== Exercise brief ==
Copy the records below exactly, leaving out every picture.
────────
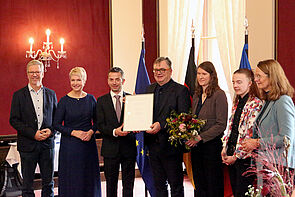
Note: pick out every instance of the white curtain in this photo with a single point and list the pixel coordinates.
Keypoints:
(229, 16)
(181, 13)
(225, 23)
────────
== Solution for this exercise ==
Note: pick out every instance of the white curtain in this photo with a single point and list the pixel coordinates.
Keypoints:
(229, 16)
(181, 13)
(225, 23)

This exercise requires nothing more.